Requirement 1 -
Reproduce word for word the stretch of the podcast transcript from "There was a ruckus" through "the Washington Post.".

Text -
The following is a transcript of the IRE Radio Podcast episode “Making a List, Checking it Twice." The audio version is available at: http://bit.ly/2gtrlaQ


<<Begin Daniela Vidal narration>>


2016 brought us one of the most interesting election seasons in American history.

President-elect Donald Trump came out on top, basing his qualifications in part on his success as a businessman. And, like many of the country’s wealthiest people, he also claimed to be generous with his personal fortune.

During his campaign, Trump said repeatedly that he’d given “tens of millions” of dollars to charity out of his own pocket. In one of the most prominent investigations of the campaign season, the Washington Post found that, for the most part, that isn’t true.

Fahrenthold: “I felt like I had learned basically what I could about Trump's charitable giving, which is that it appears to be a facade. He claimed to be a philanthropist, but at every turn tried to avoid actual philanthropy or to have other people pay his philanthropy for him.”

On this episode of the podcast, Riley Beggin talks with David Fahrenthold about his investigation into Donald Trump’s history of charitable giving. Or lack thereof.

We’ll hear about the methods he used to get hard-to-find details on Trump’s spending, and how he learned that Trump has likely been breaking the law by using his foundation to pay for personal items and to help his for-profit companies. Plus, he’ll tell us his thoughts on how journalists should cover the Trump administration going forward.

I’m Daniela Vidal, and you’re listening to the IRE Radio Podcast.

 

<<End Daniela Vidal narration>>

<<Begin Riley Beggin narration>>


It was 1996. The Association to Benefit Children was hosting a ribbon-cutting ceremony in New York City to celebrate the opening of a nursery for children with AIDS. Big-name, big-dollar donors were given seats of honor at the front of the room: Then-mayor Rudy Giuliani and TV stars Frank and Kathie-Lee Gifford were among them. There was an empty seat saved for Steven Fisher, another donor who had given lots of money to build the nursery.

There was a ruckus at the door, and all of a sudden, there was Donald Trump. He walked in and hunkered down in the empty seat saved for Fisher just in time for the ceremony to begin — for the photos, the hand-shaking and the chorus of children singing “This Little Light of Mine.”

The association’s staff let the show go on, but they were confused. And who wouldn’t be? Trump hadn’t given a penny.

If it wasn’t reality, it would be comedy gold.

Fahrenthold: “Somebody who used to work for that organization just emailed me out of the blue and said, listen, you've gotta call the Association to Benefit Children. There's this amazing tale that she had heard when she worked there about Trump you know, showing up, crashing the event, stealing the seat on stage.”

That’s David Farenthold, a national political reporter for the Washington Post.

Fahrenthold: “And low and behold it was a group that he had given so little money to that I hadn't even called them yet. They weren't on my list. But when I called, you could tell they had been waiting to tell the story for 20-plus years.”

David has been investigating Donald Trump’s charitable giving since early June. That “list” he’s referring to has become an icon of persistent, shoe leather reporting in one of the most difficult election seasons for political reporters ever. More on that in a bit.

His multi-month investigation began, like many good projects, with regular beat coverage.

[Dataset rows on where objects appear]
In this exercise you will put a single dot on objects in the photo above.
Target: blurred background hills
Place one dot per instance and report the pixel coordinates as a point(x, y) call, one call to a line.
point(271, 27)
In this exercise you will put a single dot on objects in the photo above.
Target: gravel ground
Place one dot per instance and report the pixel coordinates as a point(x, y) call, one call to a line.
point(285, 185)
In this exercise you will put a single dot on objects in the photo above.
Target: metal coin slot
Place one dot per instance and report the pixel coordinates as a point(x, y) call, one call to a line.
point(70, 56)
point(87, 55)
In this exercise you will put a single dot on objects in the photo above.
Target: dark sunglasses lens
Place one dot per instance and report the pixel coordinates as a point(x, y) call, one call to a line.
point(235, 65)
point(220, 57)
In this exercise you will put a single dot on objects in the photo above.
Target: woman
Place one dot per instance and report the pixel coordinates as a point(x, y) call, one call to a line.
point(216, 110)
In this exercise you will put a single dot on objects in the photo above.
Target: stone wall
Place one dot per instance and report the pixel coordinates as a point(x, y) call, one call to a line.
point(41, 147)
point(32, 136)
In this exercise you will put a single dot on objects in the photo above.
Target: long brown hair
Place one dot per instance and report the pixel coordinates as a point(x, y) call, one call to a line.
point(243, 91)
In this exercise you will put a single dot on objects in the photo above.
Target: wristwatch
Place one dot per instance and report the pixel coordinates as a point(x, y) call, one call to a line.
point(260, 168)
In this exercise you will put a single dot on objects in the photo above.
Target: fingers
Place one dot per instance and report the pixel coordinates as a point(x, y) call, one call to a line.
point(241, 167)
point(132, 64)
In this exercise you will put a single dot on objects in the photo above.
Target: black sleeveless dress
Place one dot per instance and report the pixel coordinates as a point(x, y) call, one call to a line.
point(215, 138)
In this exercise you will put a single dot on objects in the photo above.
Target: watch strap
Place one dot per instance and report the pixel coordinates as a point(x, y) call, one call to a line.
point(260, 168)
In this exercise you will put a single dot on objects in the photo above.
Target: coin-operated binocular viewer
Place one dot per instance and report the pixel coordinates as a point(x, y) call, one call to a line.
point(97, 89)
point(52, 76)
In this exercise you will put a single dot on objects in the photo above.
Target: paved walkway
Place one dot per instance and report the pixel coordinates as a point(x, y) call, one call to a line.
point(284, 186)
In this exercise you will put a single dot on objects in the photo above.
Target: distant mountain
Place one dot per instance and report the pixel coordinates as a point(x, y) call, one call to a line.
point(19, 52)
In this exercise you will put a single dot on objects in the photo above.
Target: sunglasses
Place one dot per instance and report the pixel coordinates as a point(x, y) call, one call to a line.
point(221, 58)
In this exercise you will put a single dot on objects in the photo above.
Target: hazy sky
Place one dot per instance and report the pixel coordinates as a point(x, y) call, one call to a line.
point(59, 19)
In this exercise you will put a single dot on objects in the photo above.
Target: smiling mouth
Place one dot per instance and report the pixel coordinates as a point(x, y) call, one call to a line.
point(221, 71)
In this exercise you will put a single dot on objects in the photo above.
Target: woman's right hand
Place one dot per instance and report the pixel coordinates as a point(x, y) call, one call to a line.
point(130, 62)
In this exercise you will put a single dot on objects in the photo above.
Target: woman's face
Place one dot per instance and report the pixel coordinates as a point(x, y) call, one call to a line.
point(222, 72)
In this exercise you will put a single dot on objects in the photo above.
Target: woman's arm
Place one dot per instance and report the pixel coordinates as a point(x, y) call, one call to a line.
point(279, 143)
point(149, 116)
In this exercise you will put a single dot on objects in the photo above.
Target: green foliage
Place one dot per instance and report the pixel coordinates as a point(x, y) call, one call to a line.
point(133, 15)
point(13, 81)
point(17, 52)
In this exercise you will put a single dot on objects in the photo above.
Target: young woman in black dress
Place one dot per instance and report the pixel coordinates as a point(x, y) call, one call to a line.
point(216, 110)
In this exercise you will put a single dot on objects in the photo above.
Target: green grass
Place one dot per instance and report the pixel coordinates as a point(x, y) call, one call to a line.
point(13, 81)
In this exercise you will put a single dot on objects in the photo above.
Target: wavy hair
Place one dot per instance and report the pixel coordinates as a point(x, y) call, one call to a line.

Requirement 2 -
Transcribe, without any change, the stretch from the first of the dataset rows through the line containing "point(87, 55)".

Task output 1 -
There was a ruckus at the door, and all of a sudden, there was Donald Trump. He walked in and hunkered down in the empty seat saved for Fisher just in time for the ceremony to begin — for the photos, the hand-shaking and the chorus of children singing “This Little Light of Mine.”

The association’s staff let the show go on, but they were confused. And who wouldn’t be? Trump hadn’t given a penny.

If it wasn’t reality, it would be comedy gold.

Fahrenthold: “Somebody who used to work for that organization just emailed me out of the blue and said, listen, you've gotta call the Association to Benefit Children. There's this amazing tale that she had heard when she worked there about Trump you know, showing up, crashing the event, stealing the seat on stage.”

That’s David Farenthold, a national political reporter for the Washington Post.

Task output 2 -
In this exercise you will put a single dot on objects in the photo above.
Target: blurred background hills
Place one dot per instance and report the pixel coordinates as a point(x, y) call, one call to a line.
point(271, 27)
In this exercise you will put a single dot on objects in the photo above.
Target: gravel ground
Place one dot per instance and report the pixel coordinates as a point(x, y) call, one call to a line.
point(285, 185)
In this exercise you will put a single dot on objects in the photo above.
Target: metal coin slot
Place one dot per instance and report the pixel coordinates as a point(x, y) call, one call to a line.
point(70, 56)
point(87, 55)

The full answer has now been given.